Given exercise:
Return exactly the lines of the data below, from the one that contains "Report the location of every instance of the kiwi skin" through the final line, and leave out every picture.
========================================
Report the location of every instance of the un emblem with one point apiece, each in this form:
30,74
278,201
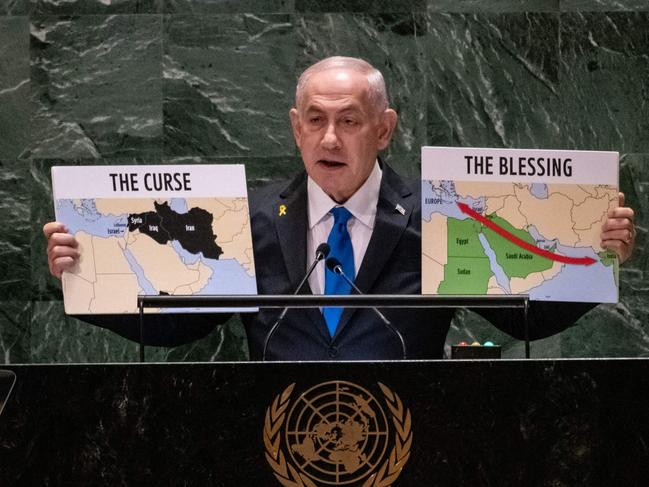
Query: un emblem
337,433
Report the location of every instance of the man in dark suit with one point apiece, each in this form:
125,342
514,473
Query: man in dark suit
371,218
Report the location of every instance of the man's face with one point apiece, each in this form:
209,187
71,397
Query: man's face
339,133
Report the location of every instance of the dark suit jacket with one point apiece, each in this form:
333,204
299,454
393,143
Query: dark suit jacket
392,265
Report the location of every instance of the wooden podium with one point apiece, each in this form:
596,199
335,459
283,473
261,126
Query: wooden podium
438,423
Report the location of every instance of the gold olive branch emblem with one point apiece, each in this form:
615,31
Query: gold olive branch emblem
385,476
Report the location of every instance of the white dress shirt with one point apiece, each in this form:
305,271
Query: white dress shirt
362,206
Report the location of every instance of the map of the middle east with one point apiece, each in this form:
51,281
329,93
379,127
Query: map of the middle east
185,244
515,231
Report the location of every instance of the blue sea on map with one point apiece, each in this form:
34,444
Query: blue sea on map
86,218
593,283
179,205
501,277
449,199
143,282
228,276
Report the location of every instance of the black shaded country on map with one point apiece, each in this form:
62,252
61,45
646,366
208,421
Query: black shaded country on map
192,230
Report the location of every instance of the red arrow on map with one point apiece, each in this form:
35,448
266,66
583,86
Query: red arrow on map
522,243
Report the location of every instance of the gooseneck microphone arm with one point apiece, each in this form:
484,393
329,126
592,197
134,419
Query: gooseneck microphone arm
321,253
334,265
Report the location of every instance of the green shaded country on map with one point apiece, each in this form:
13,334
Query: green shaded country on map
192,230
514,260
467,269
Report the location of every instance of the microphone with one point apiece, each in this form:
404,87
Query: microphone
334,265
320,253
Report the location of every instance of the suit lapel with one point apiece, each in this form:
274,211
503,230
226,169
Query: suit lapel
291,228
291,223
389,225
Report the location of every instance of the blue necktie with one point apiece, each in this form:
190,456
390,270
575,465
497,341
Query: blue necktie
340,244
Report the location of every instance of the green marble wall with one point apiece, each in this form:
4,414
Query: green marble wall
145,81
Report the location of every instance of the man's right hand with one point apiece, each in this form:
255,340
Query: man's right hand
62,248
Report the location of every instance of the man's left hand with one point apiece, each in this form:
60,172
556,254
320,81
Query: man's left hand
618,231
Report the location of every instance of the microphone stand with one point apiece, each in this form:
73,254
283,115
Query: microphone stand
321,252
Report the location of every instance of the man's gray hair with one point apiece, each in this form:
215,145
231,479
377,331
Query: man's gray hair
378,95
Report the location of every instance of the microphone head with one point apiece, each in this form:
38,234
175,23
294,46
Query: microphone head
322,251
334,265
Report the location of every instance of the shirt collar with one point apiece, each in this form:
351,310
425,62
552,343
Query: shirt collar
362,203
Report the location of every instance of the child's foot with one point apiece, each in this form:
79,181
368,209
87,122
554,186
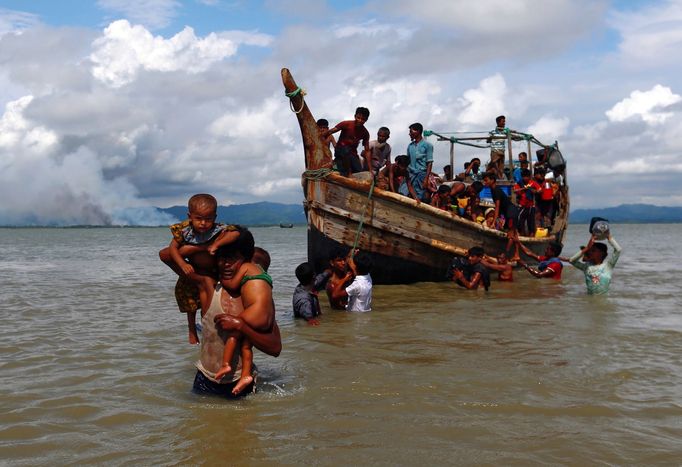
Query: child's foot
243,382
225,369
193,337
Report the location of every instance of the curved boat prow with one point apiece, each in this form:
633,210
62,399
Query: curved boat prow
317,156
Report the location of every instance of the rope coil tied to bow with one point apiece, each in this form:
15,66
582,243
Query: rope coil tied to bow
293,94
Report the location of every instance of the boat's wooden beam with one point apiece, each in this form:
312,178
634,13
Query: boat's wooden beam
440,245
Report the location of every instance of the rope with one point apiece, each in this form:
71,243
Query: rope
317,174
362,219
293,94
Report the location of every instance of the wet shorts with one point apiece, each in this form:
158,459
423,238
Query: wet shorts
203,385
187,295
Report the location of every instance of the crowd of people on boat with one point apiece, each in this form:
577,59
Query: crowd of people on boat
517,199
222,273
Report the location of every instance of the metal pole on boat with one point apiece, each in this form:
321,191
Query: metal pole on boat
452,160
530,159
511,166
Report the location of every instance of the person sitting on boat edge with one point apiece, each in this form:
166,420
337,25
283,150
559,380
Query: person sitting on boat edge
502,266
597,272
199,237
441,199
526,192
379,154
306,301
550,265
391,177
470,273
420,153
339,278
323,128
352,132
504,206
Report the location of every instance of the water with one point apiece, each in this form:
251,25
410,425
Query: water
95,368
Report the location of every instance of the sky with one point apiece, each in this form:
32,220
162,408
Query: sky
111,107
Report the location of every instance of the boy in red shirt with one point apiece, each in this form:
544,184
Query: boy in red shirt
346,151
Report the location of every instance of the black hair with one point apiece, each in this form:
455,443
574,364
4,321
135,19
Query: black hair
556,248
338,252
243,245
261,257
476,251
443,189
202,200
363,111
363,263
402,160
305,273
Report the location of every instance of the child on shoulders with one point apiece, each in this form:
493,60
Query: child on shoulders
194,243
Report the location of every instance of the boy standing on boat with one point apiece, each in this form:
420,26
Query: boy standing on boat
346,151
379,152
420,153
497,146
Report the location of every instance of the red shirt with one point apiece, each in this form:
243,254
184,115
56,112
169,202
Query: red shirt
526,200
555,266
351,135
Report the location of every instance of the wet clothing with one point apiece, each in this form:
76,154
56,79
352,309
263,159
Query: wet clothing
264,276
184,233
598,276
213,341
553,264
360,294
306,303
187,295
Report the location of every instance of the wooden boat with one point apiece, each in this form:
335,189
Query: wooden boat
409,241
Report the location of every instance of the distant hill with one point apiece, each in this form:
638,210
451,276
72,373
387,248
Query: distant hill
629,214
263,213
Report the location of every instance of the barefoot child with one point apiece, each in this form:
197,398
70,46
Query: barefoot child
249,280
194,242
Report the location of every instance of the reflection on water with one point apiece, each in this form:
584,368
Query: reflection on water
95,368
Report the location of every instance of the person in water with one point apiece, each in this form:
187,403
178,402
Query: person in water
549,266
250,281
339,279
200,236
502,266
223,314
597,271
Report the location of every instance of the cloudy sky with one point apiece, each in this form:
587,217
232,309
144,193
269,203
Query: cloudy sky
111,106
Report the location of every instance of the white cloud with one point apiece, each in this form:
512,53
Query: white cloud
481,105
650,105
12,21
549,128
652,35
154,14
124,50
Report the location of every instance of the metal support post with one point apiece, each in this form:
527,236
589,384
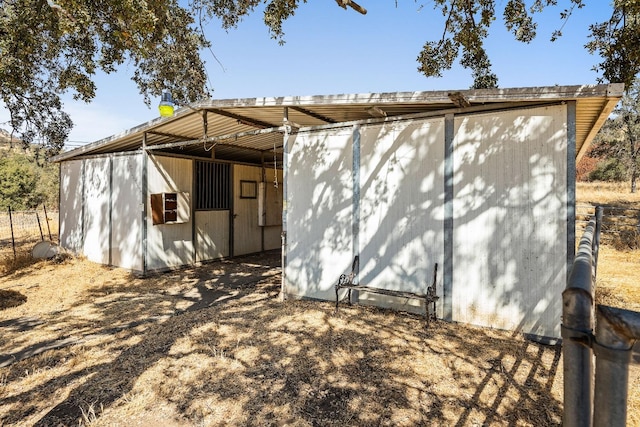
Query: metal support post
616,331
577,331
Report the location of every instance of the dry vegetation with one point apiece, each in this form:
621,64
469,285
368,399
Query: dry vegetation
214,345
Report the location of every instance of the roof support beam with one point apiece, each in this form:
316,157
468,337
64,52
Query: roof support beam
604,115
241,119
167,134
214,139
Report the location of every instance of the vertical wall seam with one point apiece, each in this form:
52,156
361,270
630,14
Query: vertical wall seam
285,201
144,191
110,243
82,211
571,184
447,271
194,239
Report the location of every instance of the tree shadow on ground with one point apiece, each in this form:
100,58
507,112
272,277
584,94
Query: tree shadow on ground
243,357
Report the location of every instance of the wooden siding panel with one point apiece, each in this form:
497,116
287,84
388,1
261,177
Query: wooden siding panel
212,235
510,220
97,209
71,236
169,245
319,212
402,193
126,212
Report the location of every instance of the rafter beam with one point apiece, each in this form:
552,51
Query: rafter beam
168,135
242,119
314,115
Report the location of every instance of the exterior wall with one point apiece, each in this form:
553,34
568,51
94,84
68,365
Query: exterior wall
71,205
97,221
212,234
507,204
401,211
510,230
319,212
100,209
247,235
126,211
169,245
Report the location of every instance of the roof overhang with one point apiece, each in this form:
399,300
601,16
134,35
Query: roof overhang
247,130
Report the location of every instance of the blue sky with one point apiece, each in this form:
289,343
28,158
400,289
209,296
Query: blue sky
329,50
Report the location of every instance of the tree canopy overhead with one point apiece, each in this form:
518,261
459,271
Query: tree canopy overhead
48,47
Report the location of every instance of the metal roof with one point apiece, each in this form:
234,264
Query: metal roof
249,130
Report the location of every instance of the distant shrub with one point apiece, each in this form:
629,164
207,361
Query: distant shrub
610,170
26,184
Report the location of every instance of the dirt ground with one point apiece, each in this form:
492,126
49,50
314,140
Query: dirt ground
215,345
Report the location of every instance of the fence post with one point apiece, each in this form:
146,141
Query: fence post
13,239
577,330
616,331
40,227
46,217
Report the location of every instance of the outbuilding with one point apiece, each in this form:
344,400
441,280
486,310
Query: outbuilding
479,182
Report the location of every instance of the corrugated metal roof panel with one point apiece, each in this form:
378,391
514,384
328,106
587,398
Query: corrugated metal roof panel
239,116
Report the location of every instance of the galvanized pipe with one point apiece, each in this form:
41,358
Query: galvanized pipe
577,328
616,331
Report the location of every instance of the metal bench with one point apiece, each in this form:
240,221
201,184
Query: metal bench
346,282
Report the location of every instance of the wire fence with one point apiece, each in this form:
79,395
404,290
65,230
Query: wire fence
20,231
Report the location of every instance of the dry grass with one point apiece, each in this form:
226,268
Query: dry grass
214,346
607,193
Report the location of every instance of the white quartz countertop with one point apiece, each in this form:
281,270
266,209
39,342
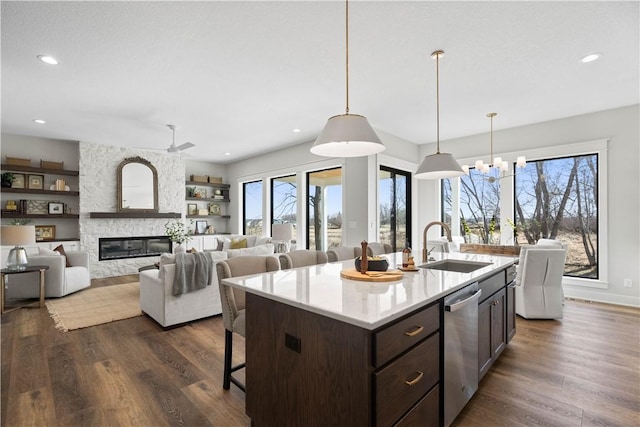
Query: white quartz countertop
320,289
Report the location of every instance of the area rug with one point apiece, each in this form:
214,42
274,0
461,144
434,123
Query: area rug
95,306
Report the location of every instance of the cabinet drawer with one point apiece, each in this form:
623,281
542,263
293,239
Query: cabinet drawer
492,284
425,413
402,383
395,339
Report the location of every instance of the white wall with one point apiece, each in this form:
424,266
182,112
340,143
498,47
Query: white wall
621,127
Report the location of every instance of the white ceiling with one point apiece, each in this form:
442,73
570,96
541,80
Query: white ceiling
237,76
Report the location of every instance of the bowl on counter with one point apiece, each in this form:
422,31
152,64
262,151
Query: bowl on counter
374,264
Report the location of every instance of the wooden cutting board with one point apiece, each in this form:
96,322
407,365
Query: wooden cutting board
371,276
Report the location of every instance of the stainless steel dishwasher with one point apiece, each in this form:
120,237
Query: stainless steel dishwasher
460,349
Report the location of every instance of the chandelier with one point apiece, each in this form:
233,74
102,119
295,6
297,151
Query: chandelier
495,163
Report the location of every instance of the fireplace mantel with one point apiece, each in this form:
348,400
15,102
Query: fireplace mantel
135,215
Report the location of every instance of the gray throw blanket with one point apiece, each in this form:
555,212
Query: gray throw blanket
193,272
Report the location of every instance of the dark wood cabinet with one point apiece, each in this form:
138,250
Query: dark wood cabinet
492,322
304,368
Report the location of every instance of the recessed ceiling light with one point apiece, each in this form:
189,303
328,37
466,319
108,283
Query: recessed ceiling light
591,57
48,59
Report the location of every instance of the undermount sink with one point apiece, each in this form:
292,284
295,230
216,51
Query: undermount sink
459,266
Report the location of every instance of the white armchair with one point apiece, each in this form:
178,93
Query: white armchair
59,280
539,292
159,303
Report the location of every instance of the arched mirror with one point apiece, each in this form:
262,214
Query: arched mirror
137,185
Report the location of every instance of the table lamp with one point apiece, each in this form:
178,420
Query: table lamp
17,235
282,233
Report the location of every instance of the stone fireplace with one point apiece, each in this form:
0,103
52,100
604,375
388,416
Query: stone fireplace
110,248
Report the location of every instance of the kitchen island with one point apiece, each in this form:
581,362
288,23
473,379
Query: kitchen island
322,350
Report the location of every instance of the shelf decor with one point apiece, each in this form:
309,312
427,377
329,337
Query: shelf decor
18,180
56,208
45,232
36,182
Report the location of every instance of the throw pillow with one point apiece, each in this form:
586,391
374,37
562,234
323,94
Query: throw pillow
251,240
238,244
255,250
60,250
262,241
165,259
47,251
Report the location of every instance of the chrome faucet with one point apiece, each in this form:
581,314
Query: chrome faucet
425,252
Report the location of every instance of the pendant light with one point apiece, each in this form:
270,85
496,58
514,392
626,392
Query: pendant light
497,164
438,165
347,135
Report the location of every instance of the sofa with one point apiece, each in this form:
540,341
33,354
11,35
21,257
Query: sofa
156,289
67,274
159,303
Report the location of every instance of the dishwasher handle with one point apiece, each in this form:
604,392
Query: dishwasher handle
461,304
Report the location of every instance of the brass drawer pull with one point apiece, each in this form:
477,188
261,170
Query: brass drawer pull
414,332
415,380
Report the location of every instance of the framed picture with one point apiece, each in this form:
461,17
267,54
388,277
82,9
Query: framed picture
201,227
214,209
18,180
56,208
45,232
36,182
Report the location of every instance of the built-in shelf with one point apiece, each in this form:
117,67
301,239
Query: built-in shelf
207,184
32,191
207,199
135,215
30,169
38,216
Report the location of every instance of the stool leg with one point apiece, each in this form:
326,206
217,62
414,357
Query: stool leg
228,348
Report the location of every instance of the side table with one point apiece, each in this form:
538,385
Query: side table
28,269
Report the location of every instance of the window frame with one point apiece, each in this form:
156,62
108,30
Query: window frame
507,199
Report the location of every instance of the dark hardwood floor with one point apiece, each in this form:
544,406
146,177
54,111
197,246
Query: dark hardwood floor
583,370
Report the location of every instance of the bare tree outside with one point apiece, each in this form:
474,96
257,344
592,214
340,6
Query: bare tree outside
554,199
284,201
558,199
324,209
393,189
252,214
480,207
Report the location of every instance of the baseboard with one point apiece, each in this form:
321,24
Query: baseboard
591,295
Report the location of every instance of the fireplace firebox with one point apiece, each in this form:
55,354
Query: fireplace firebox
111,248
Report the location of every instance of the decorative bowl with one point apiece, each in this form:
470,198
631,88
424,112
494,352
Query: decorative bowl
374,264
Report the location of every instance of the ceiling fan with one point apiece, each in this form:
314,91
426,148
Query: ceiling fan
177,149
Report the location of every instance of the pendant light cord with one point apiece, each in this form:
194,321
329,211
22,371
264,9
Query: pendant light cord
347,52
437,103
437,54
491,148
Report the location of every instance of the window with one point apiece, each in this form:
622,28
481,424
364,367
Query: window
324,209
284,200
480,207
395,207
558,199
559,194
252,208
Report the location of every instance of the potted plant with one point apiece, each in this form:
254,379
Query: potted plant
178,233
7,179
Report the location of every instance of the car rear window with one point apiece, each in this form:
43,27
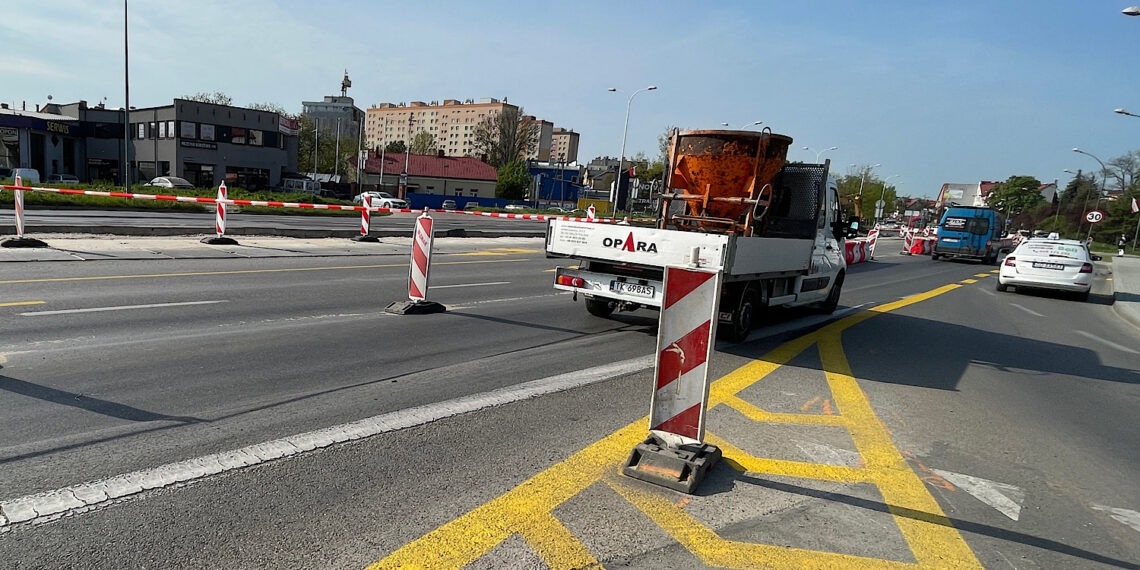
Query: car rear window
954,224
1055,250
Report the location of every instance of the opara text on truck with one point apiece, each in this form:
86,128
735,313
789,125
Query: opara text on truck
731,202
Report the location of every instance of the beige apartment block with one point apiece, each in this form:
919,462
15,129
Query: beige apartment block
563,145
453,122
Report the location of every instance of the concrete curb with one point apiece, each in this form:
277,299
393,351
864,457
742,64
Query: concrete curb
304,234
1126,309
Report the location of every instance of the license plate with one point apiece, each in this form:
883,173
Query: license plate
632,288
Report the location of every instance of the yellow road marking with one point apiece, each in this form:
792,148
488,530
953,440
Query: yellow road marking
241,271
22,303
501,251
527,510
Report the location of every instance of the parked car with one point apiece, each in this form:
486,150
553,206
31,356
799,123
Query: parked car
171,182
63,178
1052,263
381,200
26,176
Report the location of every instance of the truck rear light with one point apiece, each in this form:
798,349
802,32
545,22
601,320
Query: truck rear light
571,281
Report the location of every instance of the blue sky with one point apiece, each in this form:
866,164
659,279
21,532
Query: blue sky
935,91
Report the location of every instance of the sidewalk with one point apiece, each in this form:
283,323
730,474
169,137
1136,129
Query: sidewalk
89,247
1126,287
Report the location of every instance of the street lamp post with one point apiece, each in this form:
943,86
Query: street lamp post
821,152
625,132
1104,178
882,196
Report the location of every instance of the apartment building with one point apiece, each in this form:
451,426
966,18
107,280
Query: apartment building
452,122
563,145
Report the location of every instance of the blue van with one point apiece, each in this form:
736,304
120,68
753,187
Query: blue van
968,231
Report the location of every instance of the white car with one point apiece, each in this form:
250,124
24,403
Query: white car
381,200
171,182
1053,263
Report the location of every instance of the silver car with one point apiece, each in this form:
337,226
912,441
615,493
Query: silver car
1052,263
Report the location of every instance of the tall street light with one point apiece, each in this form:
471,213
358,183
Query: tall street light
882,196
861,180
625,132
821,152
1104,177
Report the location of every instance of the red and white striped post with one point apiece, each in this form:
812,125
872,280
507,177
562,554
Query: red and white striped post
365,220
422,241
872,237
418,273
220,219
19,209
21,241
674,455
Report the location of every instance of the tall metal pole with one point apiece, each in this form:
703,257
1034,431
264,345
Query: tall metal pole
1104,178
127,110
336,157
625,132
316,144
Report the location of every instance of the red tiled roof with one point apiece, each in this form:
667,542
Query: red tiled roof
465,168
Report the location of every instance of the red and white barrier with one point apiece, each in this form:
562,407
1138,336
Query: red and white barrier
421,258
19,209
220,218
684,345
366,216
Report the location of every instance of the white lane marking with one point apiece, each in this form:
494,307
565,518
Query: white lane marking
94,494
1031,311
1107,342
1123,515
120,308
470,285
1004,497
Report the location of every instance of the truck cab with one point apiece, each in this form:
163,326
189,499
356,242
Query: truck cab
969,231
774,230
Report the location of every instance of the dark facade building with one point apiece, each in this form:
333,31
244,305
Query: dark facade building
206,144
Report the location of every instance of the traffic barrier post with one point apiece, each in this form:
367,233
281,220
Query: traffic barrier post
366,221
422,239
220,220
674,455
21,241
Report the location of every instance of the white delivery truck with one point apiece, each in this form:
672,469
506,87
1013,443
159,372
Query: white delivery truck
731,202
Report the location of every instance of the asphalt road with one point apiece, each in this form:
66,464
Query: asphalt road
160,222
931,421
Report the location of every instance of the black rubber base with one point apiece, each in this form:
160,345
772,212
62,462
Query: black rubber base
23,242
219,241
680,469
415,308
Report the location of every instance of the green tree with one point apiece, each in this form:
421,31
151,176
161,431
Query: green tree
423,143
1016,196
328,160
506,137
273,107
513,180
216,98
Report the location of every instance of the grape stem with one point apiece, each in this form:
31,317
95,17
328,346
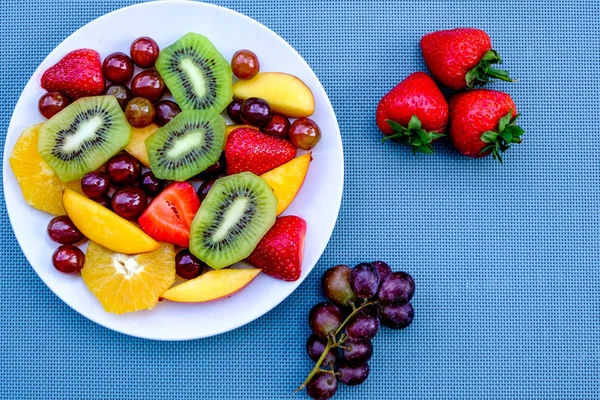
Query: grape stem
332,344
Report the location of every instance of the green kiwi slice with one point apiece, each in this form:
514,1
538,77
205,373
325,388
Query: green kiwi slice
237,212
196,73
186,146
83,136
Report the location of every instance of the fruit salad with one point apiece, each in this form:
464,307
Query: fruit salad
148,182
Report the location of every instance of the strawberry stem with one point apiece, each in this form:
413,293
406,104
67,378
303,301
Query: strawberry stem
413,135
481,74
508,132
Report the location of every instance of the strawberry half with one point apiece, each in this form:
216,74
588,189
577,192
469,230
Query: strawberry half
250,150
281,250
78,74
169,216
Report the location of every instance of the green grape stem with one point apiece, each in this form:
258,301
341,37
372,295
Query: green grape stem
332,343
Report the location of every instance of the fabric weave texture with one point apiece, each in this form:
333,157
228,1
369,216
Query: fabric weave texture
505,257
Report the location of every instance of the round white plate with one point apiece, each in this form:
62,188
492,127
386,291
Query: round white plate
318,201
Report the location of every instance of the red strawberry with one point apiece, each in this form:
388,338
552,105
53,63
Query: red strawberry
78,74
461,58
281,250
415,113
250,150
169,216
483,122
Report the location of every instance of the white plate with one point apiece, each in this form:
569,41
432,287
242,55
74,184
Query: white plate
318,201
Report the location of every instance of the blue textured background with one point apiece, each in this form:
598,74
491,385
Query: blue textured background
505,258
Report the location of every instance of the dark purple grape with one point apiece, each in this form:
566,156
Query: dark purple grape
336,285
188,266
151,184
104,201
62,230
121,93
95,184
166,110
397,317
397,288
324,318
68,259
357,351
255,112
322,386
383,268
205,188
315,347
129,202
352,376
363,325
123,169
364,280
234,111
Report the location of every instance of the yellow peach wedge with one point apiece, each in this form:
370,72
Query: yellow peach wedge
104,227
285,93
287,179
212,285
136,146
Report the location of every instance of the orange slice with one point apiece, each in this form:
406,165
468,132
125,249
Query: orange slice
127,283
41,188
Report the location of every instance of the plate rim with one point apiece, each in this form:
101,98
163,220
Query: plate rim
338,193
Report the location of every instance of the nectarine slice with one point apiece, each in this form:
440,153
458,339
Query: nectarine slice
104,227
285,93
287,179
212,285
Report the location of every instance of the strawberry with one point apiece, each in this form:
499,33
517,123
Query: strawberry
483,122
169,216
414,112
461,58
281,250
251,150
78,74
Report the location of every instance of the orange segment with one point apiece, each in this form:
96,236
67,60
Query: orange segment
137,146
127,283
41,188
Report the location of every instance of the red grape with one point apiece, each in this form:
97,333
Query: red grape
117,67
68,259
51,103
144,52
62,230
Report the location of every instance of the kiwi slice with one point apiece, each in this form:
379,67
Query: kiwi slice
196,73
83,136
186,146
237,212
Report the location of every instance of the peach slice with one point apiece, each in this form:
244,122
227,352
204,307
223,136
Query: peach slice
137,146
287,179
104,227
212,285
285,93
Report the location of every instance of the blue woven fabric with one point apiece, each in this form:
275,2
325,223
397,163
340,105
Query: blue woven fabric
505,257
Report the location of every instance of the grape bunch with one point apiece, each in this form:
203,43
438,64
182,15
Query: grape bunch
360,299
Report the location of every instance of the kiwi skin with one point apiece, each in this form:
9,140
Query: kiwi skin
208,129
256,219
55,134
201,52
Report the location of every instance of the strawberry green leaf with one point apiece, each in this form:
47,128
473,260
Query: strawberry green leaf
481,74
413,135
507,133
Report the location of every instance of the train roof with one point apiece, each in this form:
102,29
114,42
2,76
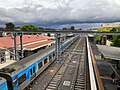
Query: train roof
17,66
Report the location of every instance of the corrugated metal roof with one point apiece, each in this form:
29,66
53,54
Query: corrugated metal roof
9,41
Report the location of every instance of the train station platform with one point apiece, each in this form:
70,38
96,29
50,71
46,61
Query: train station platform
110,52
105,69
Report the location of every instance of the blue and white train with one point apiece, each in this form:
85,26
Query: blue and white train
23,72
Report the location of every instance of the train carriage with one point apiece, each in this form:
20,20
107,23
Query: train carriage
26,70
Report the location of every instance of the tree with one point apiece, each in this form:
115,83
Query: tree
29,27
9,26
========================================
Exercise solution:
Report the location of every instance of the kiwi skin with one point apiece, each in this form:
9,140
Query: kiwi skin
208,129
256,219
55,134
201,52
Report the location of every instance of the strawberry green leaf with one point apiece, each in this form:
47,128
473,260
Query: strawberry green leaf
481,74
413,135
507,133
Report the location of every instance of the train roof with one point apiece, each in this form:
102,29
114,42
2,76
Query: train roof
17,66
Report the location of every instance of the corrugated metal roof with one point apiece, each in this form:
29,66
53,54
Query: corrugated metal roof
9,41
Report the location of every instance of the train station platform with one point apiece, each in this form:
70,38
96,29
50,71
46,61
Query: train station platform
110,52
105,69
Report the location of every instance of the blue and white train with one point apiece, each in this form:
85,26
Query: blue and white train
23,72
Report the location of every instance of the train carriage with one point apiece, each in this form:
20,20
107,23
Query: train carriage
26,70
Report the location of every instance of the tree with one point apiece, each in this form:
115,83
Query: tree
29,27
9,26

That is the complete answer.